#### [Directions for this task]
Pick out each line below that contains the word "leaf" and copy it.

Records of labeled points
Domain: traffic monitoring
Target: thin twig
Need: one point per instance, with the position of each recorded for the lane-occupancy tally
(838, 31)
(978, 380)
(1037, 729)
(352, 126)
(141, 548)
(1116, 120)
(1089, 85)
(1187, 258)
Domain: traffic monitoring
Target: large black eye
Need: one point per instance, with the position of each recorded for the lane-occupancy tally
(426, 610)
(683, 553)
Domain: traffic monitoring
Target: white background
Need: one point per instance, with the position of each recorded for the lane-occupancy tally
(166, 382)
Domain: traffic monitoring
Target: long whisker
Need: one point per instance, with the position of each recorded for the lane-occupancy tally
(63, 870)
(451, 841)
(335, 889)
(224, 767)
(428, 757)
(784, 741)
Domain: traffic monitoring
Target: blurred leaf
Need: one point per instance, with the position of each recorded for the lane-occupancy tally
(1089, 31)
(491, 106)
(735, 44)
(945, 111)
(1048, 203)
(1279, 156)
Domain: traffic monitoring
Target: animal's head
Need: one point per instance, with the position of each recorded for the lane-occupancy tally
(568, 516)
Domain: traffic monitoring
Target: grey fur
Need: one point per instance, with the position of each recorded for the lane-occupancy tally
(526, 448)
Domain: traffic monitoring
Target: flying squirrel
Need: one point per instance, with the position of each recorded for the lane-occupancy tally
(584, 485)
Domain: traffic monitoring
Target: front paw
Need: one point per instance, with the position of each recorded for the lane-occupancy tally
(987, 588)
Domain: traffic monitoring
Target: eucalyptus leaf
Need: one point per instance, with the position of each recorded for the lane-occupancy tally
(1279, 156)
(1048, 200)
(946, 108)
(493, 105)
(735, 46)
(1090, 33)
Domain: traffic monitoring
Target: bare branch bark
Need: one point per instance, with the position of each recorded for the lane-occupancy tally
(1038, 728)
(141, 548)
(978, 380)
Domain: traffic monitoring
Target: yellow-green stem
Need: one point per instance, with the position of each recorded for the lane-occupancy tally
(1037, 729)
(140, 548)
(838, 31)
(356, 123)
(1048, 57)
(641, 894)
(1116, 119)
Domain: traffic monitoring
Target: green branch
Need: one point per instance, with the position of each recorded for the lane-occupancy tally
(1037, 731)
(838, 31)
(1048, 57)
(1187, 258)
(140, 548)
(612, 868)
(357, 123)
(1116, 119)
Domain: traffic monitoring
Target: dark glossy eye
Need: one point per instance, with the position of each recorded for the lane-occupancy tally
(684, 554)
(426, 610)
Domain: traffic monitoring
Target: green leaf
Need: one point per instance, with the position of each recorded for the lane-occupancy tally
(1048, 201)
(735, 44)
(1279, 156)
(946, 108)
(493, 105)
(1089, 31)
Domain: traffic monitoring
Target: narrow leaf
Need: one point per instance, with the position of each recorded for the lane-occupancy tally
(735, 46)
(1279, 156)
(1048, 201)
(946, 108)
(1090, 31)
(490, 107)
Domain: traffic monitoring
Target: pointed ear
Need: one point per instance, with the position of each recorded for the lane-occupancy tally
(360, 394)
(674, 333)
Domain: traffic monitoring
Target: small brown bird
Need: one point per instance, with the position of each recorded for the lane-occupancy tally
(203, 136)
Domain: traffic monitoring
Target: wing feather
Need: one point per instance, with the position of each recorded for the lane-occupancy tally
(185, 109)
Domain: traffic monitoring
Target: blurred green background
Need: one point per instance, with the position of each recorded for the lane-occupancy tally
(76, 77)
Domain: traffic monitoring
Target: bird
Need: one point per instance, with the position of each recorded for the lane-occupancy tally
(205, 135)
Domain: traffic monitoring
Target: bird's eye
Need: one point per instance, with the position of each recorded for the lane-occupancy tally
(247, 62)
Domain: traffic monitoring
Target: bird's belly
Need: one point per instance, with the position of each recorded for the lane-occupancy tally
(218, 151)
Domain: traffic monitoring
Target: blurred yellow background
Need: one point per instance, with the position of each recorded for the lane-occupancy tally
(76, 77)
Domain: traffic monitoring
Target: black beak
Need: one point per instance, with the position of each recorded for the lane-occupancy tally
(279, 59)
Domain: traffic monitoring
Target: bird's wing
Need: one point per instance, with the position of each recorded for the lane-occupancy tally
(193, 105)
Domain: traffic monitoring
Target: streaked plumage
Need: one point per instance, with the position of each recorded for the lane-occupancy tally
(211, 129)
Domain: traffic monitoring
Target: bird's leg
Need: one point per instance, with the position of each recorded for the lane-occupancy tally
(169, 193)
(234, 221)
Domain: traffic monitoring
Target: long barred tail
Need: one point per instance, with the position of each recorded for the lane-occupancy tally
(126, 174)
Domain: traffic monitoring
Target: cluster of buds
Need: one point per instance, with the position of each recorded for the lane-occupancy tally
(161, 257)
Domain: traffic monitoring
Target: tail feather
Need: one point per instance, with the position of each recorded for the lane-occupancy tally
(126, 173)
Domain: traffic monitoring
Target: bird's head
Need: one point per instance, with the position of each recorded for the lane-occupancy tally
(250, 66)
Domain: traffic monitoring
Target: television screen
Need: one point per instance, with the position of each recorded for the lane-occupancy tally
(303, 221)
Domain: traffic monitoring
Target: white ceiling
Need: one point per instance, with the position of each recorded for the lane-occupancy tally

#### [Task solution]
Target: blurred leaf
Target: eucalyptus leaf
Target: green leaf
Target: narrow leaf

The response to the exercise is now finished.